• STORED DATA:
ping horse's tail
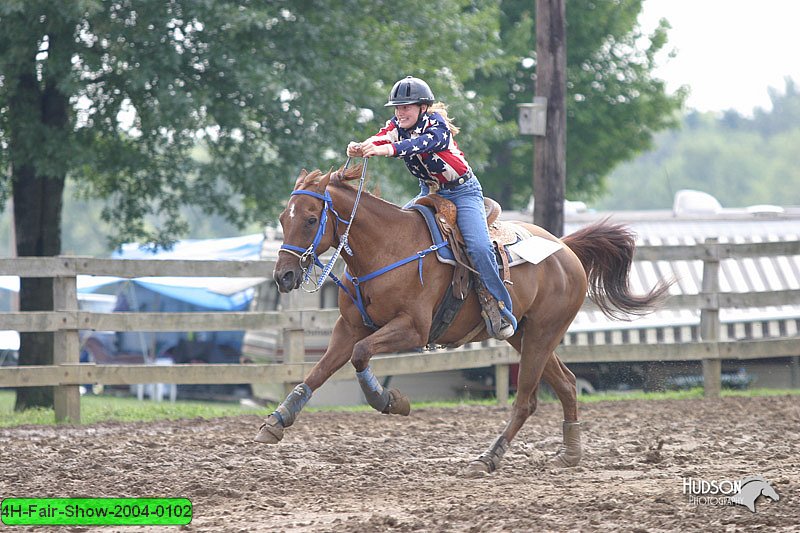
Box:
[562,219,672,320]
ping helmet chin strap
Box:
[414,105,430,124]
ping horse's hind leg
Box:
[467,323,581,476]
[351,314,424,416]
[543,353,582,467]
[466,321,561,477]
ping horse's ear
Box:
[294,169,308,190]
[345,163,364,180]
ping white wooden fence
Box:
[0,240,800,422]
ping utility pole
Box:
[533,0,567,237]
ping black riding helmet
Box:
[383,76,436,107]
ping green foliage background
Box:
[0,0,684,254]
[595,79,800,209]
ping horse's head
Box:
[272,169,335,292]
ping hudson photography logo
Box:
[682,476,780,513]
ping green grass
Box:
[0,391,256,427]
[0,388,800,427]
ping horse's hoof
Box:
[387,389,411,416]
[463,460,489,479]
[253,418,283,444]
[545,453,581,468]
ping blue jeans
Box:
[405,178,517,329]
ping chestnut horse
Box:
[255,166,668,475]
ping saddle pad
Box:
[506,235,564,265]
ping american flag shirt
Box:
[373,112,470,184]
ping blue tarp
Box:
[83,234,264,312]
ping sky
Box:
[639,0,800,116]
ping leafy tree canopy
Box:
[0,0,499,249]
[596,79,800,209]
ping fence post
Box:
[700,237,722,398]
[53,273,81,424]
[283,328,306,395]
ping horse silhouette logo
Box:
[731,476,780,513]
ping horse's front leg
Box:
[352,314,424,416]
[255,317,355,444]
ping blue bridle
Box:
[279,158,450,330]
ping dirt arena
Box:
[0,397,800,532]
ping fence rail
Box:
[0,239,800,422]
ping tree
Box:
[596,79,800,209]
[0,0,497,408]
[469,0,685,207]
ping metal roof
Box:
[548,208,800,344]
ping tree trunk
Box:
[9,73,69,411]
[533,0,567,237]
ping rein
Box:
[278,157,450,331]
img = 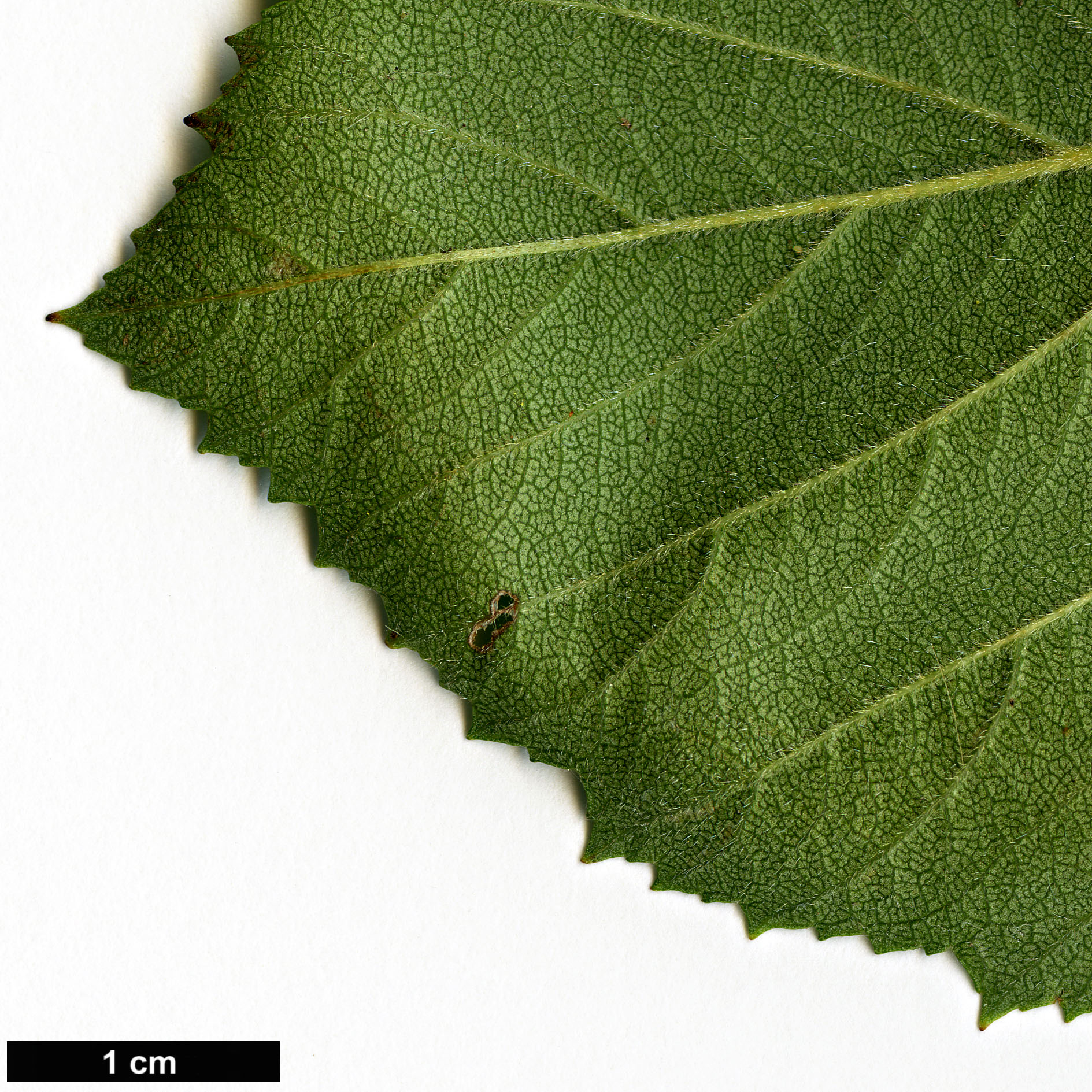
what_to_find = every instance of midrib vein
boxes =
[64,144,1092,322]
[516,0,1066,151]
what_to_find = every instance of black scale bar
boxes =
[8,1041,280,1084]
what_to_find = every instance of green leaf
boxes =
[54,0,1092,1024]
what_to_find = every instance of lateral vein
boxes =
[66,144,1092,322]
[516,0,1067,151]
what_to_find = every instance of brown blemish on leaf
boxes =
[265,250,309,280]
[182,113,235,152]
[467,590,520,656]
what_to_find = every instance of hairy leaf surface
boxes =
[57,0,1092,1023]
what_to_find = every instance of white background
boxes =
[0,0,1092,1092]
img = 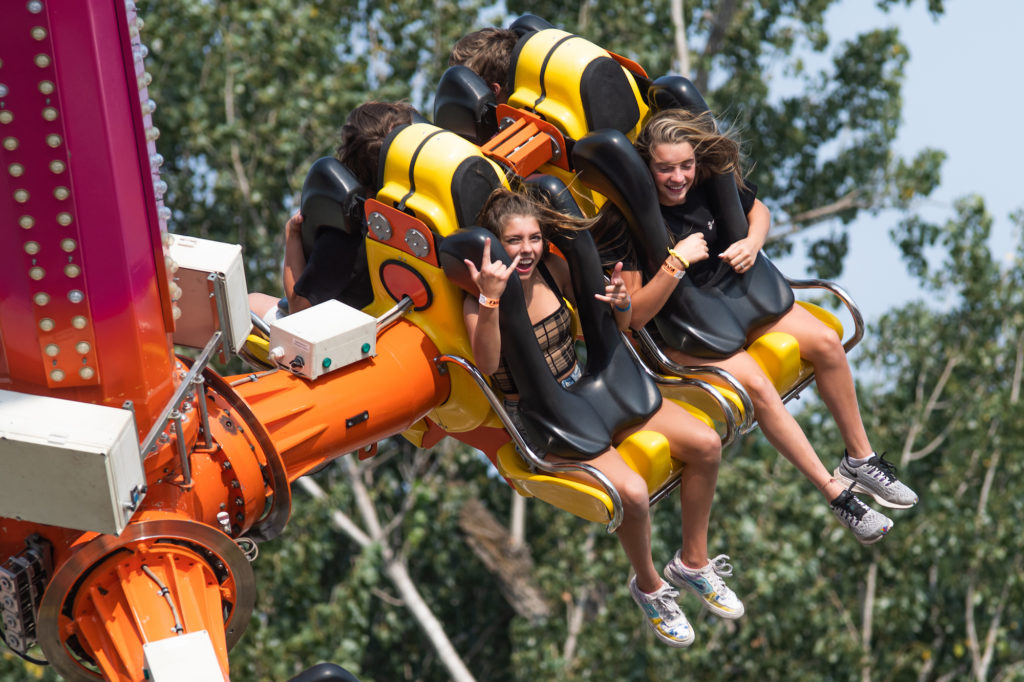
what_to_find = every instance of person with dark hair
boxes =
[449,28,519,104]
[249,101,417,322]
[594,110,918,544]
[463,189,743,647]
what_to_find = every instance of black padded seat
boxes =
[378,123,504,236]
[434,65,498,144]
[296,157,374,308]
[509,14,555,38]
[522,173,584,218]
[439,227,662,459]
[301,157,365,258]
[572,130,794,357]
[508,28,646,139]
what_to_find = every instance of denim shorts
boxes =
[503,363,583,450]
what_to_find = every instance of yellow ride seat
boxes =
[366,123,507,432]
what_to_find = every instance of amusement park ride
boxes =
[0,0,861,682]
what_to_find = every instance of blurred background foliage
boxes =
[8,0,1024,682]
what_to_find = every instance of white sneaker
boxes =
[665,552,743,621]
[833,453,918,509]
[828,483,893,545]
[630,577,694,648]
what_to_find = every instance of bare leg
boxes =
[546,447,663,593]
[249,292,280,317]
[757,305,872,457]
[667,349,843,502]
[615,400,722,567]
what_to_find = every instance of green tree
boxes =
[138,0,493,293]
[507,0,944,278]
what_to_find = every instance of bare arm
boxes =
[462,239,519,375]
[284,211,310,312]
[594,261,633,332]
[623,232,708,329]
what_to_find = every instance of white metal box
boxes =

• GOAL:
Write out all of the rows again, putting "each instance of" wherever "every instance of" occurs and changing nothing else. Leave the pictures out.

• RESPONSE:
ping horse's tail
Box:
[562,219,672,320]
ping helmet chin strap
Box:
[414,105,430,124]
ping horse's hind leg
Box:
[467,323,581,476]
[351,314,424,416]
[543,353,582,467]
[466,321,561,477]
ping horse's ear
Box:
[294,169,308,190]
[345,163,364,180]
ping white wooden fence
Box:
[0,240,800,422]
ping utility pole
Box:
[533,0,567,237]
ping black riding helmet
Box:
[383,76,436,107]
ping green foliage background
Box:
[0,0,684,254]
[595,79,800,209]
ping horse's head
Box:
[272,169,335,292]
ping hudson photography logo
Box:
[682,476,780,513]
ping green grass
Box:
[0,391,256,427]
[0,388,800,427]
ping horse's hoof
Box:
[387,389,411,416]
[463,460,489,479]
[253,418,283,444]
[545,453,581,468]
ping blue jeans
Box:
[405,178,517,329]
ping chestnut horse
Box:
[255,166,668,475]
ping saddle pad
Box:
[506,235,564,265]
ping american flag shirt
Box:
[373,112,470,184]
ping blue tarp
Box:
[83,234,264,312]
ping sky
Box:
[639,0,800,116]
ping leafy tree canopy
Box:
[0,0,499,249]
[596,79,800,209]
ping fence post
Box:
[700,237,722,398]
[53,273,81,424]
[283,328,306,395]
ping horse silhouette logo
Box:
[731,476,780,513]
ping horse's front leg
Box:
[352,314,424,416]
[255,317,355,444]
ping blue bridle
Box:
[279,158,450,330]
ping dirt arena
Box:
[0,397,800,532]
ping fence rail
Box:
[0,239,800,422]
ping tree
Box:
[596,79,800,209]
[0,0,497,408]
[469,0,685,207]
ping metal roof
Box:
[548,208,800,344]
ping tree trunk
Box:
[9,73,69,411]
[533,0,567,237]
ping rein
Box:
[278,157,450,331]
img = 
what_to_find = each instance of midrib vein
boxes =
[64,144,1092,322]
[516,0,1066,151]
what_to_find = each instance of black scale bar
boxes =
[8,1041,280,1084]
what_to_find = each instance of green leaf
boxes =
[54,0,1092,1024]
what_to_find = each instance of lateral vein
boxes =
[66,144,1092,322]
[516,0,1067,151]
what_to_find = each instance of brown blemish on leaf
boxes =
[265,250,309,280]
[182,113,235,152]
[467,590,520,656]
what_to_find = each instance of hairy leaf surface
boxes =
[57,0,1092,1023]
what_to_find = each instance of white background
boxes =
[0,0,1092,1092]
img = 
what_to_find = each instance of person with dark hair
boxes =
[449,28,519,104]
[249,101,417,322]
[594,110,918,544]
[463,189,743,647]
what_to_find = each instance of black padded seat
boxes =
[378,123,504,236]
[434,65,498,144]
[296,157,374,308]
[509,14,555,38]
[522,173,584,218]
[439,227,662,459]
[301,157,365,258]
[572,130,794,357]
[508,28,646,139]
what_to_find = each instance of denim shorts
boxes =
[503,363,583,450]
what_to_find = each instance of yellow ride seat
boxes =
[366,123,507,432]
what_to_find = each instance of amusement park ride
boxes =
[0,0,861,682]
what_to_find = each instance of blurred background foliage
boxes =
[8,0,1024,682]
what_to_find = each instance of white sneaker
boxes =
[665,552,743,621]
[833,453,918,509]
[828,483,893,545]
[630,577,694,648]
what_to_find = each instance of bare leg
boxes =
[546,447,663,593]
[249,292,280,317]
[757,305,872,457]
[667,349,843,502]
[615,400,722,567]
what_to_find = each instance of green tree
boxes =
[138,0,493,293]
[507,0,944,278]
what_to_find = each instance of bare arm
boxes =
[462,239,519,375]
[284,211,310,312]
[594,261,633,332]
[623,232,708,329]
what_to_find = each instance of white metal box
boxes =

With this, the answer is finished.